---------- Given data

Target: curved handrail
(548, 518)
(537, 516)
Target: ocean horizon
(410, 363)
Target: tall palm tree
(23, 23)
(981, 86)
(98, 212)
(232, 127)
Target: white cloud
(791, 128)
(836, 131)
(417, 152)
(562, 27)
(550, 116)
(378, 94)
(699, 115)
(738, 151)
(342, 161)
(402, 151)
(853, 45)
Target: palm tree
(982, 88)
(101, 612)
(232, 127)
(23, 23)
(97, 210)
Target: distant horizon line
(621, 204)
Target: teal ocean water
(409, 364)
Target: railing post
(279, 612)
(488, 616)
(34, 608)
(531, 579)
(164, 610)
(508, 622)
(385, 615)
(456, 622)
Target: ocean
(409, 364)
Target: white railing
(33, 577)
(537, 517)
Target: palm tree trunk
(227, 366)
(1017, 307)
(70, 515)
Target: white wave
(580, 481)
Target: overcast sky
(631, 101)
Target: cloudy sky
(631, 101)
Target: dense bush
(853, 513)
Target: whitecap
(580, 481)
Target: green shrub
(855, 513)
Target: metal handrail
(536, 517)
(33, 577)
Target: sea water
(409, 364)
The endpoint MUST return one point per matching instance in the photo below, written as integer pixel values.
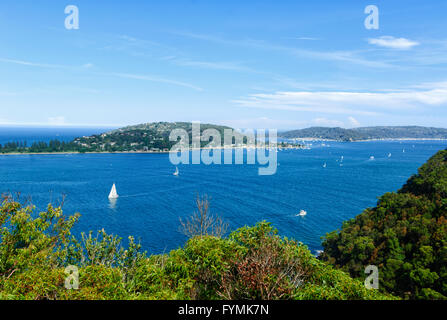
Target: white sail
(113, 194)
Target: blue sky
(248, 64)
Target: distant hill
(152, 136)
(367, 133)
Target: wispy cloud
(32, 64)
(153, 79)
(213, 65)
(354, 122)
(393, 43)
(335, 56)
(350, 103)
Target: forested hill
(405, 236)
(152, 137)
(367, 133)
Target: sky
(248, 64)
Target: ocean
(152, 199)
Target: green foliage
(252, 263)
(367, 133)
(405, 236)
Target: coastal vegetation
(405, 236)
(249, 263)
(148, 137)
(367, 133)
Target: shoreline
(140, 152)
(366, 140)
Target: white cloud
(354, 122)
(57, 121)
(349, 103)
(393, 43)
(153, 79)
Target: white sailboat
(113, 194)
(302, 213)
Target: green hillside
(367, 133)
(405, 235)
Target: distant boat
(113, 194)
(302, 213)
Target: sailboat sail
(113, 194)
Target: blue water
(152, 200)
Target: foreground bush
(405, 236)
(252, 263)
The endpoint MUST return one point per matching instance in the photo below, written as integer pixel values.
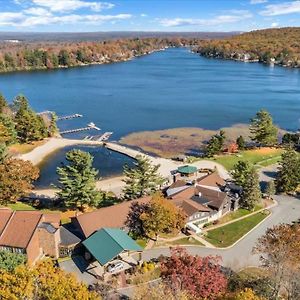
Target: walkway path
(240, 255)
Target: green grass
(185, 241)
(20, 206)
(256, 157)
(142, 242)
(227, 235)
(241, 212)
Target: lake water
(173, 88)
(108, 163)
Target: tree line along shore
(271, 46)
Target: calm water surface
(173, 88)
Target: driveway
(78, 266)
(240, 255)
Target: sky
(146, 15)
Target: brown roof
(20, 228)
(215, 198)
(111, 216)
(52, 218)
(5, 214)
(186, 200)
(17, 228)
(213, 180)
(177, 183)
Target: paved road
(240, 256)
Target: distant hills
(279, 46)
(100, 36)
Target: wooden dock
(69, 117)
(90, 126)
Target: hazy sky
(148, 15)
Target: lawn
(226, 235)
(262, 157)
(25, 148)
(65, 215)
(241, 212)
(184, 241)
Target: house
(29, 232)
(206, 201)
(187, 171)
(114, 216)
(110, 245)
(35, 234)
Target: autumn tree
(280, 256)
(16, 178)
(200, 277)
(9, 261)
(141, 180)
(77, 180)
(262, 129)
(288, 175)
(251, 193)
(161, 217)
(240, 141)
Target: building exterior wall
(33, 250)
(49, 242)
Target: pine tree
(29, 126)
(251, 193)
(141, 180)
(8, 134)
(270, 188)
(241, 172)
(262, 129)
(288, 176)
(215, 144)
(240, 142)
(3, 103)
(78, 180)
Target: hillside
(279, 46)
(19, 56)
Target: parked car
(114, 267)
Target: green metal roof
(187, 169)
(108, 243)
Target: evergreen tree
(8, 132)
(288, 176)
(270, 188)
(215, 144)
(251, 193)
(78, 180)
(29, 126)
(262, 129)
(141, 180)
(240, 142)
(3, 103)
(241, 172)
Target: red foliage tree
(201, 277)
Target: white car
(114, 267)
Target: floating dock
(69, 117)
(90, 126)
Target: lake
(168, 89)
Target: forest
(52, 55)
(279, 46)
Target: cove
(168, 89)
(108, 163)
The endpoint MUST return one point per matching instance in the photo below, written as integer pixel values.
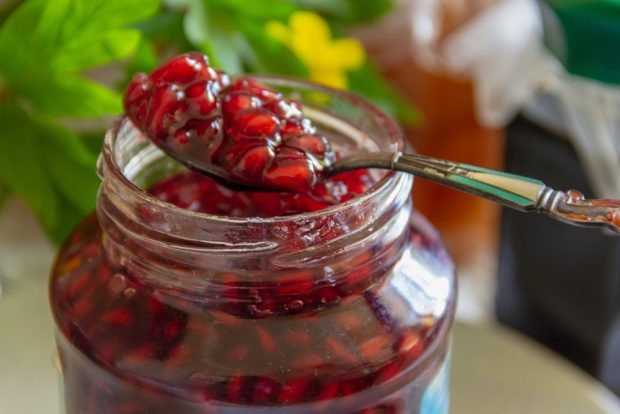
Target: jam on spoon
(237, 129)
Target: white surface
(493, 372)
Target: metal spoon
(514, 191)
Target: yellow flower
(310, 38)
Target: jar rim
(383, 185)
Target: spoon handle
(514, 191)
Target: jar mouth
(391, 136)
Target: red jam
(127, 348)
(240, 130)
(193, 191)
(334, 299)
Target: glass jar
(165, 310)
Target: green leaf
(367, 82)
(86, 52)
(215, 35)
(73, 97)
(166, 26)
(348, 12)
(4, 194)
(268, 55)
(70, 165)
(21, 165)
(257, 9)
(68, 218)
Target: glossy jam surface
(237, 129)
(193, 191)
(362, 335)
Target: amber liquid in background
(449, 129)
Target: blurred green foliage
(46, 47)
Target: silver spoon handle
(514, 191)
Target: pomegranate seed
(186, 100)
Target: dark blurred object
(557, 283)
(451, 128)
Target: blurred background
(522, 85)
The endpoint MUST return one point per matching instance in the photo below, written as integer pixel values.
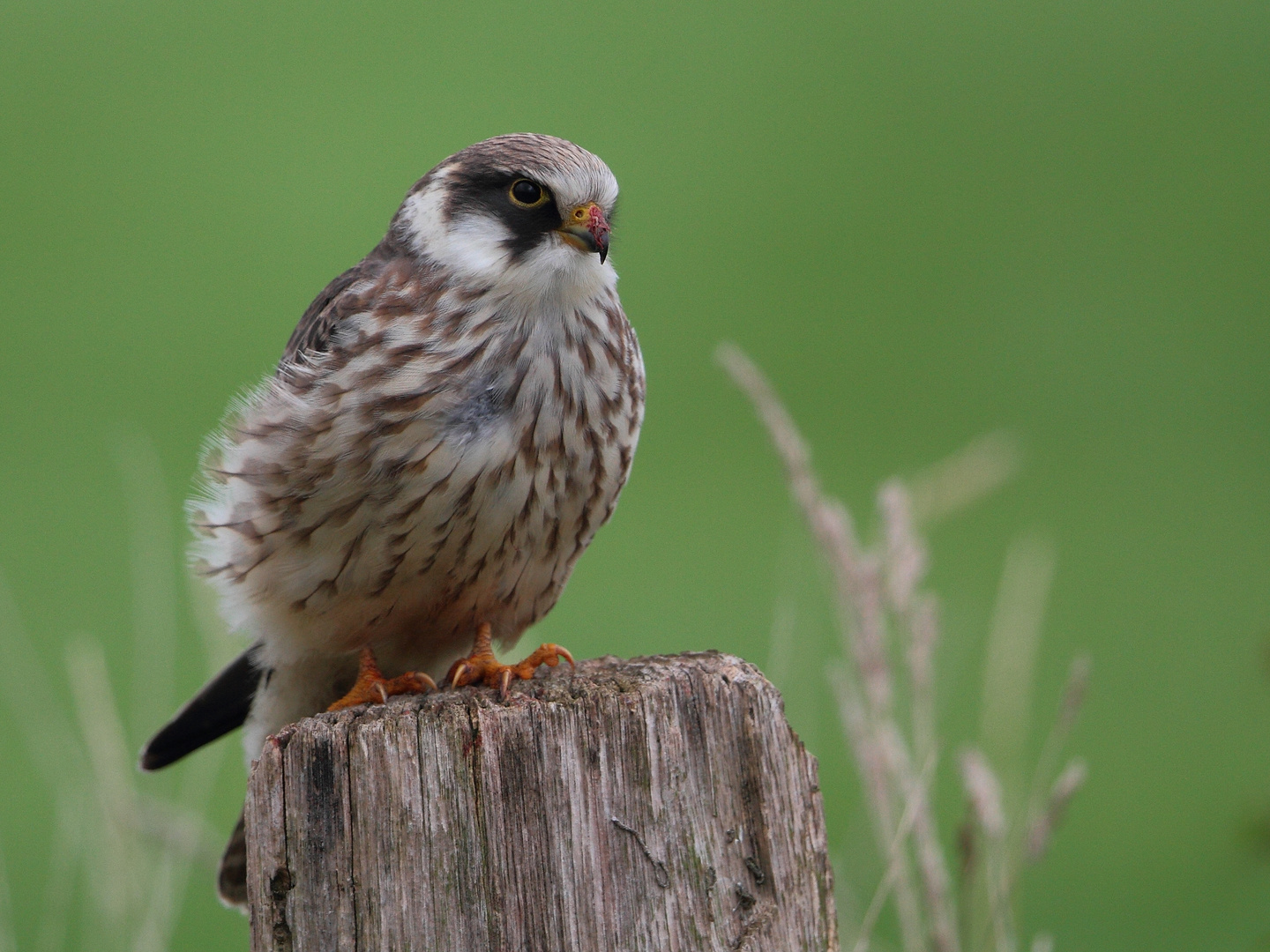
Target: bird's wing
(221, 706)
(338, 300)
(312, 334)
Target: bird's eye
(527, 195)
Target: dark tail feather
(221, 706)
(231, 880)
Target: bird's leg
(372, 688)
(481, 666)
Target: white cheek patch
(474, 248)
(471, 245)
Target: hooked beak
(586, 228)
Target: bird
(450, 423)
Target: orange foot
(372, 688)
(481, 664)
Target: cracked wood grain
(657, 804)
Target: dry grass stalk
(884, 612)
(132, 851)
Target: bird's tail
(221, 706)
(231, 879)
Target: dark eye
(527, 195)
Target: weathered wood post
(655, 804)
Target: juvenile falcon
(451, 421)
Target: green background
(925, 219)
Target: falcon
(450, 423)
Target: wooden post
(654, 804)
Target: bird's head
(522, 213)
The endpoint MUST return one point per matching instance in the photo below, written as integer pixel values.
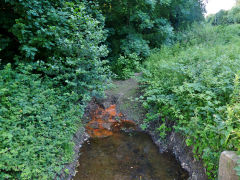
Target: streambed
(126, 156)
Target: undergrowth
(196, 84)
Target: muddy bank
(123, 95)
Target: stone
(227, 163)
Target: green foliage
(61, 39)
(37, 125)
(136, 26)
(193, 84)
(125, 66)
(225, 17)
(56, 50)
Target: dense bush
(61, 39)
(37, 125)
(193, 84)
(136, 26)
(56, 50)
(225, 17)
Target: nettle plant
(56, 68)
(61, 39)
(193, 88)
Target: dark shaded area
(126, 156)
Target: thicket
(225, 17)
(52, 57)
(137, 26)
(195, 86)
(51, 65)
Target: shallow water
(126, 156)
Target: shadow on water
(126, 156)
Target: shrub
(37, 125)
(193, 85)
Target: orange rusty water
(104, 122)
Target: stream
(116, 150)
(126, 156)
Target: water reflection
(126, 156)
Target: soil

--------------------
---------- Given data

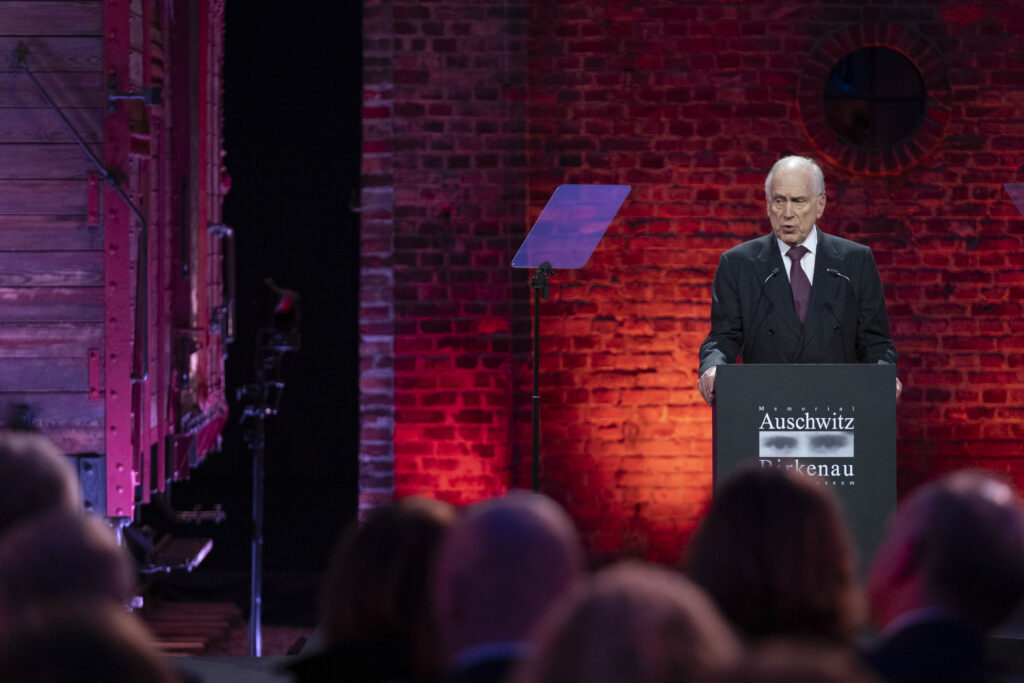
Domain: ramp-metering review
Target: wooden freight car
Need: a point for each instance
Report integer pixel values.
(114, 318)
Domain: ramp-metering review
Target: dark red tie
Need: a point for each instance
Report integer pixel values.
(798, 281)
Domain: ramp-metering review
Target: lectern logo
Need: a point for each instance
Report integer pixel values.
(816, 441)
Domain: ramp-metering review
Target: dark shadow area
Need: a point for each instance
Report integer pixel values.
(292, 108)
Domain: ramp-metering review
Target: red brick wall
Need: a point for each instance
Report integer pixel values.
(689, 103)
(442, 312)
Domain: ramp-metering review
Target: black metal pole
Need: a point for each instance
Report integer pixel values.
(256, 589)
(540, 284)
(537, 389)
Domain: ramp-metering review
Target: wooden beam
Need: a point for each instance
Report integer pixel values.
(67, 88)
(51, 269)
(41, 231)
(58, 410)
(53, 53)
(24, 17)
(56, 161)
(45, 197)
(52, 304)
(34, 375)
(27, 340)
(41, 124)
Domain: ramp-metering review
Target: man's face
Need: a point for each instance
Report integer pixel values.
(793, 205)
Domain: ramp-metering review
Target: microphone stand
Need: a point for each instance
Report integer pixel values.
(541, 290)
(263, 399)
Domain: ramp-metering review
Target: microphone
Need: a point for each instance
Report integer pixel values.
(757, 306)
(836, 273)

--------------------
---------- Given data

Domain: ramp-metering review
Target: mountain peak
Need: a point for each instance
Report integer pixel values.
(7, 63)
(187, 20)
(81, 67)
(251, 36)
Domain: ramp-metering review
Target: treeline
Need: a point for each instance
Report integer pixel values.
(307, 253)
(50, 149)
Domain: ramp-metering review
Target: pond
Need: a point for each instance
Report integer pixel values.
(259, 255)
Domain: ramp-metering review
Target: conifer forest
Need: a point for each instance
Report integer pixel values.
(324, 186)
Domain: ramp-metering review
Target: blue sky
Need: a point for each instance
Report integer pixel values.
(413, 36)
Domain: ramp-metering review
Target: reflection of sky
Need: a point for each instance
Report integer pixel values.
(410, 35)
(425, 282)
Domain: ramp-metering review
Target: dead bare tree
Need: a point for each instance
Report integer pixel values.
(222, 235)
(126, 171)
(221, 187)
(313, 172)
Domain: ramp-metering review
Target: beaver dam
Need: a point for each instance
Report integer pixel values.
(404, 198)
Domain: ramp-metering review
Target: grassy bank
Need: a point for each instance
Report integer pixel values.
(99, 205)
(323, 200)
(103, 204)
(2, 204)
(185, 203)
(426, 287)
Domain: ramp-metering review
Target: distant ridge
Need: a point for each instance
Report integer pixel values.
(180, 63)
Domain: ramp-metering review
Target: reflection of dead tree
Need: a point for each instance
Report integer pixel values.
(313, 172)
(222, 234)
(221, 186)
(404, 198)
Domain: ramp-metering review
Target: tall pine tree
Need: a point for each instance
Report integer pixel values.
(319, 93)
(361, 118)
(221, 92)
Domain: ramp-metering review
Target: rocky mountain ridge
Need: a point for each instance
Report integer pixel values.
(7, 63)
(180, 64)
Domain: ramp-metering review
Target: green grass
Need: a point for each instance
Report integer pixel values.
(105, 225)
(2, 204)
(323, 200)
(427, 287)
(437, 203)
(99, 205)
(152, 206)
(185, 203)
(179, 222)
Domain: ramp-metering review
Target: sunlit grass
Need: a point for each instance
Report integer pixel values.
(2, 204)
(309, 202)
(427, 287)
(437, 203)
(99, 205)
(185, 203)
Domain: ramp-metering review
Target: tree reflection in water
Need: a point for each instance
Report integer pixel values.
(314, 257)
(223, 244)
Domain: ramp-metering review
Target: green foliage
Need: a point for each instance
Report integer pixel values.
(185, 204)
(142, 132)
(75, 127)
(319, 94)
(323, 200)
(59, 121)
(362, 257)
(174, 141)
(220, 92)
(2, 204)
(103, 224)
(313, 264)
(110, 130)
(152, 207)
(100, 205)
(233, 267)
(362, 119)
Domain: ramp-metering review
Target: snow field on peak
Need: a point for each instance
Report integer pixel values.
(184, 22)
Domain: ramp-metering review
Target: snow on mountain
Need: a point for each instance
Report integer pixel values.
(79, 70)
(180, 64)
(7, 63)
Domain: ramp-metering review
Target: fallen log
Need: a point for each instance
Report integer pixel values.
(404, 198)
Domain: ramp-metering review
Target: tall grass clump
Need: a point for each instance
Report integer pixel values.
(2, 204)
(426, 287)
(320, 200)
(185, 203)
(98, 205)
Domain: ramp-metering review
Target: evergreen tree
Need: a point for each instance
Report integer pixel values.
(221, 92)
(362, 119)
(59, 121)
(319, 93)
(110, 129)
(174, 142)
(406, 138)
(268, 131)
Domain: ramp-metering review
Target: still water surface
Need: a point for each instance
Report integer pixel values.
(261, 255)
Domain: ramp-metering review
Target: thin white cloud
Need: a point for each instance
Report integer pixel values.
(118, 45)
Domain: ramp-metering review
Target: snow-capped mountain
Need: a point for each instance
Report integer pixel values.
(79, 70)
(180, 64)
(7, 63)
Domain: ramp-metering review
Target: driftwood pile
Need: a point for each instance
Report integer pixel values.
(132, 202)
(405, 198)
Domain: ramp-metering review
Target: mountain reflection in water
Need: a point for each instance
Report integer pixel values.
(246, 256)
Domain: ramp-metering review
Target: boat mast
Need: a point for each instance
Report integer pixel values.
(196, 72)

--------------------

Which lines in the material above include the string "dead"? Pull them out.

◆ **Written solution**
Target: dead bare tree
Target: reflection of dead tree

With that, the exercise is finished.